▼

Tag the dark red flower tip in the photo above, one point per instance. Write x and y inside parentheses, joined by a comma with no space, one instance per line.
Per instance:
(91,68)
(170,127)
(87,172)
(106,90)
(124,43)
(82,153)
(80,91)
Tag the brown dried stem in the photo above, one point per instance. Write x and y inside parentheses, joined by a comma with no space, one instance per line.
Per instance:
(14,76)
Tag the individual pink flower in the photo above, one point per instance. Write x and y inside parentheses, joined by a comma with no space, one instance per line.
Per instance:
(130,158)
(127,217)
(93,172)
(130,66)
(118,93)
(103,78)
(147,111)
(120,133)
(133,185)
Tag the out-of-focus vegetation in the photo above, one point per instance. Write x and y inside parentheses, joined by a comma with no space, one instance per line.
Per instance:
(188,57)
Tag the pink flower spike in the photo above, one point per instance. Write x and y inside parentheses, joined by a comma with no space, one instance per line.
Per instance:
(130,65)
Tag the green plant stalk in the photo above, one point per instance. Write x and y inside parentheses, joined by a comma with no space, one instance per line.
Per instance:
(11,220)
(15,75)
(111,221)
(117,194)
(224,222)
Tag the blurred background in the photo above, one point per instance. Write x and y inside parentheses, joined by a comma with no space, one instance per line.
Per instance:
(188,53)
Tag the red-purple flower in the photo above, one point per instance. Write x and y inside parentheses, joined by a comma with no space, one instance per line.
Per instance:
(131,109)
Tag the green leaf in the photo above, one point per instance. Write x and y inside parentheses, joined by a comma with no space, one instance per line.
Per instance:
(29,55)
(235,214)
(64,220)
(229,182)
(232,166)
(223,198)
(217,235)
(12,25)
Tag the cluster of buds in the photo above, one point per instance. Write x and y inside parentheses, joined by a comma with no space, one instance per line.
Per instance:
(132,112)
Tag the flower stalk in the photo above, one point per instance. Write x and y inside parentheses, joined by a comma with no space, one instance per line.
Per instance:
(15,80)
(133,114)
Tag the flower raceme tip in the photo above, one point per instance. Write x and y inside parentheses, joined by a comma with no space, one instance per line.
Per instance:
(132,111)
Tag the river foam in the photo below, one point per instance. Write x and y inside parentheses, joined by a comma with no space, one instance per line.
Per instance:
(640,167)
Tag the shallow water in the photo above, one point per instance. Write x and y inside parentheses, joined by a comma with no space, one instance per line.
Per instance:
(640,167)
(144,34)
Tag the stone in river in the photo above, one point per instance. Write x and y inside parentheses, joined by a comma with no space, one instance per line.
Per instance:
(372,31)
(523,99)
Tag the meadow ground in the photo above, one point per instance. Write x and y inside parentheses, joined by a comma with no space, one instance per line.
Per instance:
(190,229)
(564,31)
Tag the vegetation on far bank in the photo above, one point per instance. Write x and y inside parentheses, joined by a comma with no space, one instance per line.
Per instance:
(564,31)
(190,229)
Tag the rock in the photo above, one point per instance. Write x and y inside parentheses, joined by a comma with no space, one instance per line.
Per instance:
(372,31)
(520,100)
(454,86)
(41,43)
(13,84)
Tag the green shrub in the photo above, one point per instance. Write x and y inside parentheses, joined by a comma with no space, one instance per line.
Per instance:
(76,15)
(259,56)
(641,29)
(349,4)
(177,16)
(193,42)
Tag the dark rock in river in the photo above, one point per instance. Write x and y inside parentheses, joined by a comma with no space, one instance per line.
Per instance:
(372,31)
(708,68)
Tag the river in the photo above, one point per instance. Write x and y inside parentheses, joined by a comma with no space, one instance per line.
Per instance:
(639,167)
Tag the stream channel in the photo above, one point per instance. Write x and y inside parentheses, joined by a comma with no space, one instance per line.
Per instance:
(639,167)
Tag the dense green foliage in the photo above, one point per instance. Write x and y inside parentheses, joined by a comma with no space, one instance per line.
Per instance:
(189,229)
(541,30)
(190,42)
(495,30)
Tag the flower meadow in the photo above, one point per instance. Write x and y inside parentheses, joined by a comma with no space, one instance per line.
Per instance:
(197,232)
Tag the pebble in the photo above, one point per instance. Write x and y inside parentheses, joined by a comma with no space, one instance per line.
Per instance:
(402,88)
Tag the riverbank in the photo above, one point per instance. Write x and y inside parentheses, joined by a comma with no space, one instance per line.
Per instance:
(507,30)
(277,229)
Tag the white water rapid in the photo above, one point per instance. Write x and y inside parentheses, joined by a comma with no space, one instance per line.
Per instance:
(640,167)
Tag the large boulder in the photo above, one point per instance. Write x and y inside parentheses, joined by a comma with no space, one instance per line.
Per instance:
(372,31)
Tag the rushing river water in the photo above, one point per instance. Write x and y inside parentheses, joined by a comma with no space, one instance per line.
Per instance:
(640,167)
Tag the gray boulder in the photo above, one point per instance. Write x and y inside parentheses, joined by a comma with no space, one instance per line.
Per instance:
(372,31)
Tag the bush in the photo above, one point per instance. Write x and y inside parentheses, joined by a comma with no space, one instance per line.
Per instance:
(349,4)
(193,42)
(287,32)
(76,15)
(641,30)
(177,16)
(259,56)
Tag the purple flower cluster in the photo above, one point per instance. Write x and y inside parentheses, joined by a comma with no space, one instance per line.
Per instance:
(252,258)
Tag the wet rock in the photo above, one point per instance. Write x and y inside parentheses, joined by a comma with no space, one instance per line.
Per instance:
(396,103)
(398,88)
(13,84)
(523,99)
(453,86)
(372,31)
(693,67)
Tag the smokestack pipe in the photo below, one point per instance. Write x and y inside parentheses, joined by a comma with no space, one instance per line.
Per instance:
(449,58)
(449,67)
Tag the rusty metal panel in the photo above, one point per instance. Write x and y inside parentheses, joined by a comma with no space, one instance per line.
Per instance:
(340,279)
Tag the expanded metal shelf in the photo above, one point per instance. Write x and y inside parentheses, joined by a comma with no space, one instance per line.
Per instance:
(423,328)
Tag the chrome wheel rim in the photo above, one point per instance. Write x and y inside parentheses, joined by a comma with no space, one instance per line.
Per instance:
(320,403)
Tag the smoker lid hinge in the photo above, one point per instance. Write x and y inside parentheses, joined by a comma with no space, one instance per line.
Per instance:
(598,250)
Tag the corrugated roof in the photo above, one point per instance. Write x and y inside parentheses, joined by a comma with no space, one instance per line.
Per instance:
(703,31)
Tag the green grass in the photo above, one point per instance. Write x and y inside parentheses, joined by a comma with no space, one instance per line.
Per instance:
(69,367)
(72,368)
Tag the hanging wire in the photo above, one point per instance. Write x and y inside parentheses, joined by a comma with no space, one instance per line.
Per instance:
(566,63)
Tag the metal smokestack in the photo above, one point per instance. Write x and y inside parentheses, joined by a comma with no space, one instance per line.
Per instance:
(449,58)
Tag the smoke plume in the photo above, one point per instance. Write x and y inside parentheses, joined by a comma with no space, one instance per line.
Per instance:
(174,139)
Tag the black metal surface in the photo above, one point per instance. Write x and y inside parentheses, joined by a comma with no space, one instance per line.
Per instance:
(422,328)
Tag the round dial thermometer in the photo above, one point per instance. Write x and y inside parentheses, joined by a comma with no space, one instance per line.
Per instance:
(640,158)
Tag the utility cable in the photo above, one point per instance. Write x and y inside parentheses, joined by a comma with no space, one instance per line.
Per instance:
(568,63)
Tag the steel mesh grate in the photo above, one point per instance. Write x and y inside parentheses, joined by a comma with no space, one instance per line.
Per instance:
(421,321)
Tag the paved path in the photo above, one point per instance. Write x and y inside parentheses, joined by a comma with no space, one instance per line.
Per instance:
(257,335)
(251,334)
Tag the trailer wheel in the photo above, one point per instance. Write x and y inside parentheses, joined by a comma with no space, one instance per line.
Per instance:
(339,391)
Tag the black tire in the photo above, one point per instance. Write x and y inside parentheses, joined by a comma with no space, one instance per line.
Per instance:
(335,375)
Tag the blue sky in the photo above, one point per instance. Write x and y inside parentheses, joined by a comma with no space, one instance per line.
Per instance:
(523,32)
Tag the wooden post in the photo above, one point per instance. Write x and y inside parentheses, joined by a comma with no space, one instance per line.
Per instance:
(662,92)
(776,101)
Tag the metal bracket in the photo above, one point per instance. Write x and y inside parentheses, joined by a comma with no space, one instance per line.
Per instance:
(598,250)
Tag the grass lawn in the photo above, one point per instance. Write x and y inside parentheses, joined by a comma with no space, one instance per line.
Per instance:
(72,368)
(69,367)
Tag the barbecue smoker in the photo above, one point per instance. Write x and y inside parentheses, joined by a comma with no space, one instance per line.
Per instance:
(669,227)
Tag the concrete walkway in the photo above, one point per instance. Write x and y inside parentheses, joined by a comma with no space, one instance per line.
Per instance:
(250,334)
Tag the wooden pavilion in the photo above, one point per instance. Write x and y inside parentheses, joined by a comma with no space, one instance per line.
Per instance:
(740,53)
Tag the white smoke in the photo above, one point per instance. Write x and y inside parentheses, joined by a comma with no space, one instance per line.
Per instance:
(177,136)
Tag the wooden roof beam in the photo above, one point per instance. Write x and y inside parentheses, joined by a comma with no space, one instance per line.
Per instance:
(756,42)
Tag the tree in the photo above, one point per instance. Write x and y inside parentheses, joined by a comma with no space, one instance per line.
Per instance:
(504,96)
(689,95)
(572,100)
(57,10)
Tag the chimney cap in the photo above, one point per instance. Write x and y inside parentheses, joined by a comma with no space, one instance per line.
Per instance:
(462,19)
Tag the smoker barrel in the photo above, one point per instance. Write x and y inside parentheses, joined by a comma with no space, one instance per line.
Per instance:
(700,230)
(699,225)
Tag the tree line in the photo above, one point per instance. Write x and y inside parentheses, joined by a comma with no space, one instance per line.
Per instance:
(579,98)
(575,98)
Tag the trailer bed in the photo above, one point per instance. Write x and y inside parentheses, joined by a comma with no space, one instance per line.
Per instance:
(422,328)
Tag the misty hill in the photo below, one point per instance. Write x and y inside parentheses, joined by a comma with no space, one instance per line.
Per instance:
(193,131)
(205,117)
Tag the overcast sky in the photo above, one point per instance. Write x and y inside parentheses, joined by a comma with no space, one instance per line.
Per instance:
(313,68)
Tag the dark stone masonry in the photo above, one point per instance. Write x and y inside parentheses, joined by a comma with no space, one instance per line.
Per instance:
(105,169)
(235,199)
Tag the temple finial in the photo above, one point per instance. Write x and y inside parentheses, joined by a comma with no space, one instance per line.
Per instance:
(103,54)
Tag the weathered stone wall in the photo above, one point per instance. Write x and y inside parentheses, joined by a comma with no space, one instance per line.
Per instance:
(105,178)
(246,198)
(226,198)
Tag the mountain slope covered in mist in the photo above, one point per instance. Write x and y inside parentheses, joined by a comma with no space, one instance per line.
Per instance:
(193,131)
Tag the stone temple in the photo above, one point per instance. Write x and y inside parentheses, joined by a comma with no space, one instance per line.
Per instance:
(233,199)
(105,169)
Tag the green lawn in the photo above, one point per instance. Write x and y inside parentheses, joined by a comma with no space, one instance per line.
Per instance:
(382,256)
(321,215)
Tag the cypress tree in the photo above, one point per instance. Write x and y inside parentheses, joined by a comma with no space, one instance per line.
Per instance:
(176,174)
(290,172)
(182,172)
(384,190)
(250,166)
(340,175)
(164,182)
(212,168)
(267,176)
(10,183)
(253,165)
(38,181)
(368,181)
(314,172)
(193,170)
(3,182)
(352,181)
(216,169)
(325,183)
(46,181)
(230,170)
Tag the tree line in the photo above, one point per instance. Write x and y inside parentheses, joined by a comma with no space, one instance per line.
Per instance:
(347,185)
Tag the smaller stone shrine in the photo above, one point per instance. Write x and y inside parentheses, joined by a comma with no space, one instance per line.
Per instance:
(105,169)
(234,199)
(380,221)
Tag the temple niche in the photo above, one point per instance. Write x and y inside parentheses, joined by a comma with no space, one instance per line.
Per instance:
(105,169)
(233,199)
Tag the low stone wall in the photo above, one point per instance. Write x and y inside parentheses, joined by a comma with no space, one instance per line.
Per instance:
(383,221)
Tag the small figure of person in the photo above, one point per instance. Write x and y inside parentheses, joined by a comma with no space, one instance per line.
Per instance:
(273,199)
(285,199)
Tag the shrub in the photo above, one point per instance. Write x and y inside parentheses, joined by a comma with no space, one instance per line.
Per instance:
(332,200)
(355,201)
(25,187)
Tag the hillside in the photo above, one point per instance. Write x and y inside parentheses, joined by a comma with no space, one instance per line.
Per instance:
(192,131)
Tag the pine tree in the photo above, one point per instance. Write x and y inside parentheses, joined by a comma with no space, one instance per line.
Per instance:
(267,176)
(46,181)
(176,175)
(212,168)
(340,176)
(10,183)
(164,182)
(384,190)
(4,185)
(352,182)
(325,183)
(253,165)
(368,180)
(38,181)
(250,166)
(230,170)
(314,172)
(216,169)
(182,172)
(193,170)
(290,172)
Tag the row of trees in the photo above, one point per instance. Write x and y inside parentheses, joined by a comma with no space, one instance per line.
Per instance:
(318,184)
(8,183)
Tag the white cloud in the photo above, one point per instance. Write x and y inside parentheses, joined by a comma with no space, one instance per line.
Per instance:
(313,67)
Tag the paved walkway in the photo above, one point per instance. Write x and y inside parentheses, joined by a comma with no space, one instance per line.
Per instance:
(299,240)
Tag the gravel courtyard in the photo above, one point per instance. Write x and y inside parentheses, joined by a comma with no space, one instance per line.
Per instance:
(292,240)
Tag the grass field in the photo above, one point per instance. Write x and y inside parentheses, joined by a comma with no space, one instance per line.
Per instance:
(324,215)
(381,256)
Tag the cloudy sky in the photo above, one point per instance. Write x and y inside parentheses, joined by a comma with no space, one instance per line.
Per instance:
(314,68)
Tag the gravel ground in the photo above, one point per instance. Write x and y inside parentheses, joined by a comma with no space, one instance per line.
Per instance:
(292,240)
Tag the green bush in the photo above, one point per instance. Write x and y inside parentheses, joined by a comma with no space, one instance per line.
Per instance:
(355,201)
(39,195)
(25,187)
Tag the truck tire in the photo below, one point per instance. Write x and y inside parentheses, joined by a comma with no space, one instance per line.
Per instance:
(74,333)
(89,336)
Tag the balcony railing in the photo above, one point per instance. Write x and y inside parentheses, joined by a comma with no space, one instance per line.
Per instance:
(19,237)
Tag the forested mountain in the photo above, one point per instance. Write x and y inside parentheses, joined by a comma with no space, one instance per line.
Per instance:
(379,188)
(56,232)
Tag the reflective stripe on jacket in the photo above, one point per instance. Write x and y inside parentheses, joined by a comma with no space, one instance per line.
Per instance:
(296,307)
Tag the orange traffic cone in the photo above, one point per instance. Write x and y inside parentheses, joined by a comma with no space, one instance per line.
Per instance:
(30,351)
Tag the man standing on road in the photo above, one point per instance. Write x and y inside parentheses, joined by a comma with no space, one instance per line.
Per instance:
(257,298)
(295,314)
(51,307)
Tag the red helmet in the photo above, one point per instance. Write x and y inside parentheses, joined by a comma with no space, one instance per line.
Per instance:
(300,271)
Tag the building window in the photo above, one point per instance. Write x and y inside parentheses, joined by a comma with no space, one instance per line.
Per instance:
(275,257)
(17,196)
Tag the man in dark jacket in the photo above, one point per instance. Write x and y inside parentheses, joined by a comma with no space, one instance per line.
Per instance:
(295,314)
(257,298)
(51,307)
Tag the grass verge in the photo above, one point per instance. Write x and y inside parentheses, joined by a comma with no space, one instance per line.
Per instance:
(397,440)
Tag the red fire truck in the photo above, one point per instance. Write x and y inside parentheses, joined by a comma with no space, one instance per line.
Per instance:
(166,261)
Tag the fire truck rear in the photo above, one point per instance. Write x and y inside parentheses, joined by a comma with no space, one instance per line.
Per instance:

▲

What the exercise asks | Please print the lines verbatim, starting with the line that contains "Tag the fire" and going on through the final line of the entries, both included.

Response to the task |
Tag the fire truck rear in the photo above, one point per instance. Write x and y inside parentheses, joined by a comma with no space, one instance per line.
Per instance:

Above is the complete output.